#### Given passage:
Although there are many useful plotting functions available in base R, in this session we will focus on making plots using the tidyverse package ggplot2. This is a very powerful set of functions that support a consistent approach to data visualisation. ggplot2 makes it much easier to create high-quality graphics for presentations and publications.

Histogram

Let’s start with a histogram for the GDP data from the stats97 tibble:

stats97

Some of the GDP values are missing, so let’s remove those rows as a first step, using drop_na() from readr:

gdp97 <- drop_na(stats97, gdp)
gdp97
a <- ggplot(gdp97, aes(x=gdp))
hist <- a + geom_histogram(bins=100)
hist

Notice that there are two steps to creating the plot.

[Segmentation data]

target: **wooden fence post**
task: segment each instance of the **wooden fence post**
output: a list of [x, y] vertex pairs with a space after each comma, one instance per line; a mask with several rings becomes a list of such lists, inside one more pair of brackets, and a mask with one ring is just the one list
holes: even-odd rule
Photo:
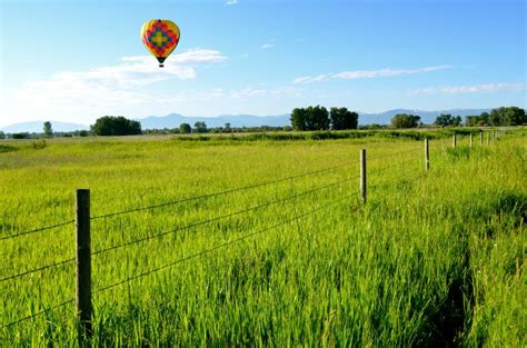
[[366, 149], [360, 150], [360, 197], [366, 203]]
[[425, 169], [430, 170], [430, 152], [428, 151], [428, 139], [425, 139]]
[[90, 240], [90, 190], [77, 190], [77, 319], [79, 344], [84, 346], [91, 338], [91, 240]]

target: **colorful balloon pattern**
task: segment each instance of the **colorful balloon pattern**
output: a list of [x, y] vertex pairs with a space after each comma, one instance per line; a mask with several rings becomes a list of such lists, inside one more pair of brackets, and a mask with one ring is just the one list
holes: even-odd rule
[[179, 28], [168, 19], [146, 21], [141, 28], [142, 43], [159, 61], [159, 68], [179, 43]]

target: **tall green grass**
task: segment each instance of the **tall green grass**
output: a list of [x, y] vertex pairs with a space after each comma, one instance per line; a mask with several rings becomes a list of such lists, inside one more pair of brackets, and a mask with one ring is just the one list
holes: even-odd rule
[[[428, 173], [422, 141], [380, 137], [9, 146], [0, 236], [71, 220], [77, 188], [91, 189], [101, 216], [342, 165], [93, 220], [92, 250], [101, 250], [278, 201], [93, 256], [95, 346], [525, 345], [521, 133], [473, 149], [467, 138], [456, 149], [432, 140]], [[0, 240], [0, 278], [72, 258], [73, 236], [70, 225]], [[0, 294], [2, 325], [30, 316], [74, 297], [73, 265], [0, 282]], [[0, 329], [0, 344], [76, 346], [73, 305]]]

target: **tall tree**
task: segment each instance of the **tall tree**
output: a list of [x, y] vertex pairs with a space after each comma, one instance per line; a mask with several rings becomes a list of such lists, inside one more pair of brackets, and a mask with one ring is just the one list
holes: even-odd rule
[[359, 115], [347, 108], [331, 108], [329, 112], [331, 129], [357, 129]]
[[329, 112], [325, 107], [316, 106], [307, 108], [308, 130], [329, 129]]
[[419, 126], [420, 116], [397, 113], [391, 118], [391, 126], [395, 128], [415, 128]]
[[295, 108], [291, 112], [291, 126], [295, 130], [308, 130], [307, 110], [305, 108]]
[[133, 136], [141, 133], [141, 123], [122, 116], [105, 116], [91, 126], [96, 136]]
[[193, 123], [193, 129], [197, 133], [206, 133], [207, 132], [207, 125], [202, 121], [197, 121]]
[[190, 128], [190, 125], [189, 123], [181, 123], [179, 125], [179, 132], [180, 133], [185, 133], [185, 135], [188, 135], [192, 131], [192, 128]]

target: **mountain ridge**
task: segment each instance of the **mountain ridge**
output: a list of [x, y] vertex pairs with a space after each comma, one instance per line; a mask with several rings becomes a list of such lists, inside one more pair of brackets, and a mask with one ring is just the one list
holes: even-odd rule
[[[493, 108], [486, 109], [447, 109], [447, 110], [418, 110], [418, 109], [391, 109], [382, 112], [358, 112], [359, 125], [389, 125], [391, 118], [397, 113], [411, 113], [421, 117], [424, 123], [432, 123], [441, 113], [450, 113], [453, 116], [466, 116], [480, 115], [481, 112], [489, 112]], [[179, 128], [181, 123], [189, 123], [193, 126], [196, 122], [206, 122], [207, 127], [225, 127], [226, 123], [230, 123], [230, 127], [284, 127], [290, 126], [290, 115], [274, 115], [274, 116], [255, 116], [255, 115], [218, 115], [215, 117], [205, 116], [183, 116], [180, 113], [169, 113], [166, 116], [149, 116], [145, 118], [135, 118], [141, 122], [142, 129], [163, 129], [163, 128]], [[89, 126], [71, 122], [50, 121], [53, 131], [76, 131], [76, 130], [88, 130]], [[0, 128], [6, 133], [14, 132], [42, 132], [43, 121], [31, 121], [9, 125]]]

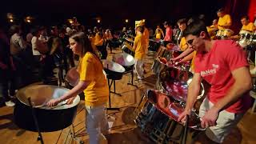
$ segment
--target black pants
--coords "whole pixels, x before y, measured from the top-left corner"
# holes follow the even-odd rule
[[[5,102],[10,100],[8,94],[15,94],[15,74],[12,70],[0,69],[0,95],[3,97]]]
[[[105,46],[105,45],[96,46],[98,50],[102,54],[101,59],[106,59],[106,57],[107,57],[106,46]]]
[[[167,46],[168,43],[171,43],[171,42],[170,42],[170,41],[164,41],[164,42],[163,42],[164,46],[166,47],[166,46]]]

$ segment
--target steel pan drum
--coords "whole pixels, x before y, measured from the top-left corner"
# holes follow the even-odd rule
[[[216,34],[218,39],[226,39],[230,36],[232,36],[234,31],[230,29],[222,29],[218,30]]]
[[[107,78],[114,80],[119,80],[122,78],[123,73],[126,71],[122,66],[106,59],[102,60],[102,62]]]
[[[135,64],[134,58],[126,53],[114,54],[112,61],[122,65],[126,69],[126,71],[131,70]]]
[[[65,78],[65,81],[67,82],[69,85],[75,86],[79,82],[79,77],[80,76],[77,70],[77,67],[72,67],[68,70]]]
[[[134,52],[131,50],[132,46],[130,45],[129,43],[127,43],[126,42],[124,42],[122,44],[121,49],[122,49],[122,52],[126,52],[129,54],[134,55]]]
[[[147,90],[142,98],[142,101],[138,106],[140,109],[139,114],[150,118],[150,122],[154,121],[154,114],[157,110],[168,116],[170,118],[178,122],[178,116],[184,111],[185,106],[178,102],[175,99],[167,96],[159,91]],[[138,117],[137,117],[138,118]],[[140,120],[137,119],[137,122]],[[180,122],[178,122],[180,123]],[[198,115],[194,112],[191,112],[188,126],[198,130],[204,130],[206,129],[201,126],[201,120]]]
[[[187,98],[188,86],[192,80],[193,74],[179,69],[167,67],[159,74],[159,84],[163,91],[174,99],[185,103]],[[201,83],[198,99],[204,95],[205,90]]]
[[[77,96],[70,105],[66,105],[63,102],[54,107],[45,106],[49,100],[58,98],[68,90],[50,85],[34,85],[19,90],[17,93],[18,101],[14,111],[15,124],[20,128],[37,131],[27,100],[30,98],[42,132],[56,131],[70,126],[80,102],[79,96]]]

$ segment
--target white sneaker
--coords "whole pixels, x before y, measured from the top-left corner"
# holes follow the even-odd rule
[[[10,107],[12,107],[12,106],[15,106],[15,103],[11,102],[10,100],[8,101],[8,102],[6,102],[6,106],[10,106]]]

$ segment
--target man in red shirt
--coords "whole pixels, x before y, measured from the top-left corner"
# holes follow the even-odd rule
[[[171,26],[170,26],[168,22],[165,22],[163,23],[163,26],[166,28],[166,36],[163,39],[164,41],[164,46],[166,46],[168,43],[170,43],[172,41],[172,36],[173,36],[173,30],[171,29]]]
[[[184,122],[190,114],[203,78],[211,86],[200,106],[201,125],[207,128],[207,143],[222,143],[251,106],[247,92],[252,83],[246,57],[234,41],[211,40],[202,21],[190,23],[183,36],[198,53],[185,111],[178,120]]]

#### Task objective:
Carry on the ggplot2 histogram tutorial from its final sentence. The segmentation data has no role here.

#### Output of the task:
The first line constructs the data space by specifying the dataset (gdp97) and the variable(s) of interest (in this case, just gdp). The aes() function controls the aesthetic mappings used by ggplot2, i.e. the way in which the data will be mapped to visual elements.

In the second step, we add in a histogram geom that paints in the histogram bars and constructs the y-axis. Geoms are the actual visual marks that encode the data. ggplot2 provides geoms for all the commonly-used plot types, but also graphical primitives such as curves, lines and polygons, from which other visualisations can be built.

The ggplot2 defaults for axes, labels etc. are usually informative enough for data exploration, but of course everything can be modified if necessary. For example, to add at title, change the histogram colour and show population on a log scale:

hist <- a + geom_histogram(bins=20, fill="blue", alpha=0.5) + labs(x="GDP", title="Countries in 1997") + scale_x_log10()
hist

Saving plots to file

We can save the last plot made to a file using

ggsave("my_histogram.pdf")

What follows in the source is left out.